**** Geselecteerde tekst ****

BD.6852
15 juni 1957
In het begin was het Woord
In het begin was het Woord en het Woord zal blijven tot in alle eeuwigheid. Het woord is het uitvloeien van mijn liefde, en is de verbinding tussen Mij en het geschapene dat van uit zijn zelfbewustzijn de verbinding met Mij wenst. Want pas deze wens, namelijk de wil Mij te horen, geeft het wezen de geschiktheid zich aangeraakt te voelen door de liefdekracht die elk woord van Mij eigen is. Want dat woord geeft het wezen het bewijs dat er een ander Wezen bestaat en dat dus tot hem spreekt. Het woord ging van Mij uit toen uit Mij wezens in het leven traden. Ik gaf daardoor het wezen de gave iets in zich te vernemen dat als woord, als gevormde gedachte, tot hem doordrong en hem de aanwezigheid van een tweede Wezen bewees dat zich aan hem wilde mededelen.

**** Getoonde gegevens ****

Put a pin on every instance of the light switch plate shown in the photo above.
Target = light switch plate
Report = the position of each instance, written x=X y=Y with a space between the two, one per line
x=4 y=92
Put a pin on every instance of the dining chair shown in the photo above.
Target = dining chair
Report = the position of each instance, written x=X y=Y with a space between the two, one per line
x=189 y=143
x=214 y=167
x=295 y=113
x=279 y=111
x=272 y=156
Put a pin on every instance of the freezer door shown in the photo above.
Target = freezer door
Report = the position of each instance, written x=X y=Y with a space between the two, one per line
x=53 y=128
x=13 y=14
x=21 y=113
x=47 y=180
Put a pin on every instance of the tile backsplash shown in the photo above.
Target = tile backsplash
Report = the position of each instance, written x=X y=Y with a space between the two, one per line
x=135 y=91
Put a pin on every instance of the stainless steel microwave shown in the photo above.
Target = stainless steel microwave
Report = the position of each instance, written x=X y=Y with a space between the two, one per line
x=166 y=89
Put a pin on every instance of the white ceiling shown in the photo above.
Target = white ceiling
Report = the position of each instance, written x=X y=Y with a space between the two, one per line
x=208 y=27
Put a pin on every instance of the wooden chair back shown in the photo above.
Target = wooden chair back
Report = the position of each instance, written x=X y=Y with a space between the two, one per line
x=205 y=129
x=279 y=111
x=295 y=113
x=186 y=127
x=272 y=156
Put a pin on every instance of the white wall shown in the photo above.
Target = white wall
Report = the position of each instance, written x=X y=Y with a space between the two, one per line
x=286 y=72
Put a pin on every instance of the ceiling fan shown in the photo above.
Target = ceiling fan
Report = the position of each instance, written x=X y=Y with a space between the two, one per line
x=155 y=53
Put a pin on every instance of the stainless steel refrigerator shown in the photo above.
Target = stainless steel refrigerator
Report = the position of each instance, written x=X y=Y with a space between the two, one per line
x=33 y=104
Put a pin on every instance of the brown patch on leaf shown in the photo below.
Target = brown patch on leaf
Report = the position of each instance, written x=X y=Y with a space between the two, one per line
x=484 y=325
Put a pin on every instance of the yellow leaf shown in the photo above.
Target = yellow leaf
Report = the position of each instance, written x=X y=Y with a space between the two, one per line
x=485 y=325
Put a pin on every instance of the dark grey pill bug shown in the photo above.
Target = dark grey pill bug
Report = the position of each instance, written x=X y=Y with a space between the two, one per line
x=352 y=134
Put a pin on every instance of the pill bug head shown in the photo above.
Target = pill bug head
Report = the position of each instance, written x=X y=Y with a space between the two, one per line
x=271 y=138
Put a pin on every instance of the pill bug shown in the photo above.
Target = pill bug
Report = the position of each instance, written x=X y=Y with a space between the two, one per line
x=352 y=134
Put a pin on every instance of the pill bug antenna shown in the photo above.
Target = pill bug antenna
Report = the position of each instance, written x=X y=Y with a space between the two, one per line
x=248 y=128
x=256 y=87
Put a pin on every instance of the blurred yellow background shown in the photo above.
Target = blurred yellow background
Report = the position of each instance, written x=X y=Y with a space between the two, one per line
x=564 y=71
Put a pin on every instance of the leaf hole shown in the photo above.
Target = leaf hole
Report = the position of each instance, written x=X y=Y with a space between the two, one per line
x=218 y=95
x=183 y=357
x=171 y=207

****

[Opgave A]: Wat maakt het wezen volgens de tekst over het Woord geschikt om zich aangeraakt te voelen door de liefdekracht die elk woord eigen is? Leg dit in één tot drie zinnen uit.
[Opgave B]:
Geef voor elke bewering aan of ze klopt met de tekst over het Woord. Antwoord met ja of nee en citeer de beslissende woorden.
(i) Het Woord zal tot in alle eeuwigheid blijven.
(ii) Het woord ging uit voordat er wezens in het leven traden.
(iii) Het woord bewijst het wezen dat er een tweede Wezen aanwezig is.

[Antwoord A]: Dat doet de wens, namelijk de wil om te horen, die het geschapene vanuit zijn zelfbewustzijn heeft. Pas deze wens geeft het wezen die geschiktheid.

[Antwoord B]:
(i) Ja: "het Woord zal blijven tot in alle eeuwigheid".
(ii) Nee: "Het woord ging van Mij uit toen uit Mij wezens in het leven traden."
(iii) Ja: "hem de aanwezigheid van een tweede Wezen bewees".